What is asked:
Please count the lines below that contain the string "curtain" and give only that number.

Information provided:
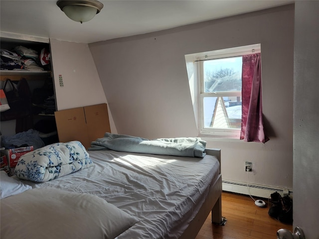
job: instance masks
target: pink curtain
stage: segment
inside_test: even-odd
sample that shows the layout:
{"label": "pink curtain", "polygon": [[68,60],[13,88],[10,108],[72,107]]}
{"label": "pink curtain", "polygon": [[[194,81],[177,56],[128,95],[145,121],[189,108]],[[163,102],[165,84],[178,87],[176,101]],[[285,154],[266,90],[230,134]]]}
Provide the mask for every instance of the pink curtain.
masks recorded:
{"label": "pink curtain", "polygon": [[260,53],[243,56],[240,139],[264,143]]}

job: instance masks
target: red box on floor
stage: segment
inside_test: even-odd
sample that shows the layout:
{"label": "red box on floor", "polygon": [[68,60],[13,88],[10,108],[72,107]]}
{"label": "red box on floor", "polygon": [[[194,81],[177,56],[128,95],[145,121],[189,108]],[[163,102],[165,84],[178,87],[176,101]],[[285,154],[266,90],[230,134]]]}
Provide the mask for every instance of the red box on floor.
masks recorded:
{"label": "red box on floor", "polygon": [[8,162],[9,168],[14,168],[16,166],[16,164],[21,157],[23,154],[25,154],[28,152],[33,150],[33,146],[28,146],[27,147],[22,147],[21,148],[10,148],[10,149],[4,149],[1,150],[5,155]]}

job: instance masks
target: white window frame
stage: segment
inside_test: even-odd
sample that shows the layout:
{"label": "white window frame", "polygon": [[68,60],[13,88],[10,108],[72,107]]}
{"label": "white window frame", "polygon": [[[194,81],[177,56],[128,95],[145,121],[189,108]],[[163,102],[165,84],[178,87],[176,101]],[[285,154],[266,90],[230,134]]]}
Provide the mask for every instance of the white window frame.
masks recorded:
{"label": "white window frame", "polygon": [[240,96],[241,92],[226,92],[216,93],[204,93],[204,72],[203,62],[206,60],[221,59],[226,57],[240,56],[261,52],[260,44],[256,44],[248,46],[234,47],[222,50],[217,50],[209,52],[203,52],[196,54],[195,62],[197,71],[198,104],[199,134],[203,136],[211,136],[216,137],[229,138],[239,138],[240,128],[207,128],[204,124],[203,101],[205,97],[216,97],[218,96]]}

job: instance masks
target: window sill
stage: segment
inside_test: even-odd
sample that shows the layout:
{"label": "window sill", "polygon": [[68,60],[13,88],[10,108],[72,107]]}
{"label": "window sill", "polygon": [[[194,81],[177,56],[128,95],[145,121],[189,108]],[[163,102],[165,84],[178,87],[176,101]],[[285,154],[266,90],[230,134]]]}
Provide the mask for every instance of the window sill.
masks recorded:
{"label": "window sill", "polygon": [[238,137],[235,137],[230,135],[208,135],[207,134],[199,134],[198,137],[202,140],[207,141],[218,141],[218,142],[244,142],[238,138]]}

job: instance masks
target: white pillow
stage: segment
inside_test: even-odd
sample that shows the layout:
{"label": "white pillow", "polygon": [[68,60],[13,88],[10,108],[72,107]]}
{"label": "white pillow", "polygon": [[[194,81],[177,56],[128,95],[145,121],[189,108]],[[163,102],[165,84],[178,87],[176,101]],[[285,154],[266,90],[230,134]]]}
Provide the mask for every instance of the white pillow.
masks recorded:
{"label": "white pillow", "polygon": [[23,193],[28,189],[31,189],[30,186],[24,184],[8,176],[5,171],[0,171],[0,199],[6,198],[11,195],[14,195]]}
{"label": "white pillow", "polygon": [[114,239],[140,221],[97,196],[49,187],[0,203],[1,239]]}

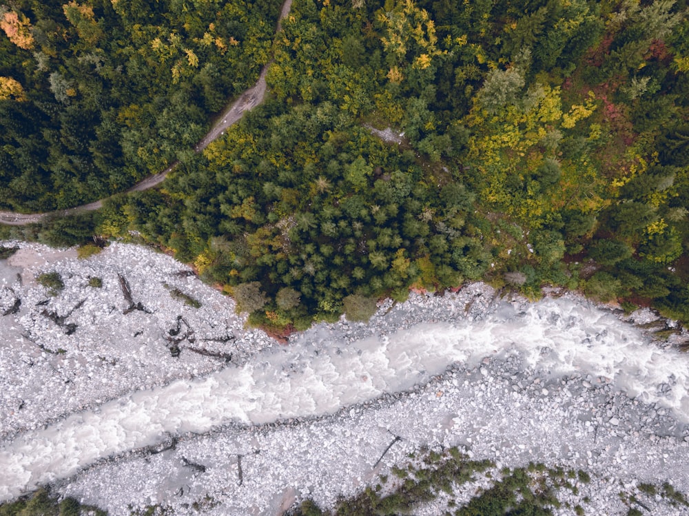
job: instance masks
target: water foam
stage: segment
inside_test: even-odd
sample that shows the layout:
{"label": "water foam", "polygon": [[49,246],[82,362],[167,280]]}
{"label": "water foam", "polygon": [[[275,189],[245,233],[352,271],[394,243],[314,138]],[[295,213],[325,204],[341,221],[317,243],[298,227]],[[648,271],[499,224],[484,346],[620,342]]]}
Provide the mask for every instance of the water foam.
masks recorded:
{"label": "water foam", "polygon": [[[307,334],[308,335],[308,334]],[[99,409],[18,436],[0,449],[0,499],[70,476],[99,458],[236,421],[260,424],[334,412],[408,389],[454,362],[520,354],[544,374],[610,378],[632,396],[689,421],[689,362],[586,302],[546,299],[517,312],[499,305],[482,320],[422,323],[380,338],[327,347],[304,338],[198,380],[134,393]],[[672,388],[660,392],[659,384]]]}

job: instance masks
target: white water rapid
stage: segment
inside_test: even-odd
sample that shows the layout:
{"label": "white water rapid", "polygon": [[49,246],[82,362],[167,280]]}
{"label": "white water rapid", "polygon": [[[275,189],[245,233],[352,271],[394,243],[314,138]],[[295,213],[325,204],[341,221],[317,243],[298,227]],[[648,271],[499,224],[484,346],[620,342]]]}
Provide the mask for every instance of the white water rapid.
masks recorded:
{"label": "white water rapid", "polygon": [[[477,364],[503,353],[518,353],[544,375],[608,377],[630,396],[661,403],[689,421],[686,356],[657,347],[630,324],[586,302],[545,299],[517,310],[506,302],[477,320],[462,316],[351,343],[321,326],[243,367],[72,415],[0,448],[0,499],[72,475],[101,457],[154,444],[165,433],[332,413],[408,389],[455,362]],[[661,384],[671,389],[661,391]]]}

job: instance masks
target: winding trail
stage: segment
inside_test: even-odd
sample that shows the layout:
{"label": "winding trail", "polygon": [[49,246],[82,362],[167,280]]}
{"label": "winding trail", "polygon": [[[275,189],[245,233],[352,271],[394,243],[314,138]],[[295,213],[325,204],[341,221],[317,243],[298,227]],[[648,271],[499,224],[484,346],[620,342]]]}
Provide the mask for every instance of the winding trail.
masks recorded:
{"label": "winding trail", "polygon": [[[280,12],[280,17],[278,19],[276,34],[282,30],[282,21],[289,14],[291,6],[292,0],[285,0],[285,3],[282,4],[282,10]],[[259,75],[258,80],[256,84],[245,90],[236,100],[227,106],[225,110],[218,117],[217,121],[210,128],[206,136],[194,147],[194,151],[201,152],[212,142],[224,134],[227,127],[241,120],[246,112],[250,111],[257,105],[263,103],[265,99],[265,94],[268,89],[265,81],[265,76],[268,68],[272,63],[272,59],[269,61],[261,70],[260,75]],[[150,176],[140,183],[136,183],[131,188],[125,190],[125,193],[143,192],[157,186],[163,181],[167,176],[167,174],[174,170],[176,166],[177,162],[176,161],[163,172]],[[23,226],[27,224],[39,223],[49,215],[68,216],[79,212],[93,211],[102,208],[103,202],[105,200],[100,199],[93,203],[89,203],[88,204],[76,206],[68,209],[56,210],[54,211],[46,211],[44,213],[20,214],[15,211],[0,211],[0,224],[6,224],[10,226]]]}

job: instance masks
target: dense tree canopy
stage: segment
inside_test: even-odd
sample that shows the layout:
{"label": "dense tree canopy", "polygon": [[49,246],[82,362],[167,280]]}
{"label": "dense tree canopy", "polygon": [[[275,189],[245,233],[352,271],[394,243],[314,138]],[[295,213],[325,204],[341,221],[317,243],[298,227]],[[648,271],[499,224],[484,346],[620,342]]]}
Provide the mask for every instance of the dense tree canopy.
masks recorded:
{"label": "dense tree canopy", "polygon": [[[295,0],[269,49],[273,5],[163,3],[3,8],[6,205],[179,159],[93,230],[172,249],[276,328],[476,278],[689,319],[683,3]],[[271,99],[188,152],[271,55]]]}
{"label": "dense tree canopy", "polygon": [[0,5],[0,209],[74,206],[176,161],[256,81],[278,1]]}

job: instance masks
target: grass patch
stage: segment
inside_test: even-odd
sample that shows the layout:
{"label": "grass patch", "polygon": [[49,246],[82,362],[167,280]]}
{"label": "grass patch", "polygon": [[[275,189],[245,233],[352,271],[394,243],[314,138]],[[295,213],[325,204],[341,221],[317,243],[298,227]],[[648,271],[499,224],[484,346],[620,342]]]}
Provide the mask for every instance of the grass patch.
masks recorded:
{"label": "grass patch", "polygon": [[65,288],[65,282],[58,272],[44,272],[36,276],[36,281],[41,287],[48,289],[50,296],[57,296]]}
{"label": "grass patch", "polygon": [[92,276],[88,278],[88,286],[94,289],[100,289],[103,287],[103,280],[100,278]]}
{"label": "grass patch", "polygon": [[19,250],[19,248],[16,246],[14,247],[0,247],[0,260],[7,260]]}
{"label": "grass patch", "polygon": [[76,249],[76,256],[81,260],[85,260],[89,256],[98,254],[101,251],[103,251],[103,248],[99,247],[94,244],[85,244],[79,247],[79,248]]}
{"label": "grass patch", "polygon": [[107,516],[107,513],[97,507],[81,505],[74,498],[59,502],[45,489],[39,489],[32,495],[13,502],[0,504],[0,516]]}

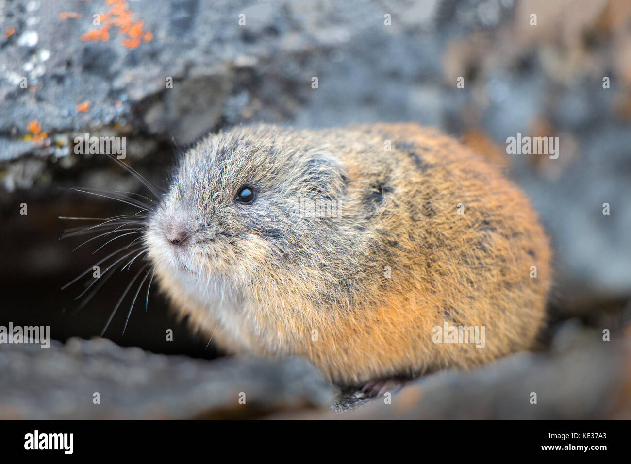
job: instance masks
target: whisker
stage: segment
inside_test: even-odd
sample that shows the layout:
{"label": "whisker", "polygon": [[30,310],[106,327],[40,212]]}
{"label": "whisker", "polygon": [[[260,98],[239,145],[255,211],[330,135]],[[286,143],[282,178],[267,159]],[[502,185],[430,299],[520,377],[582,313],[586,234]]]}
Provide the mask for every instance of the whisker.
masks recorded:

Answer in full:
5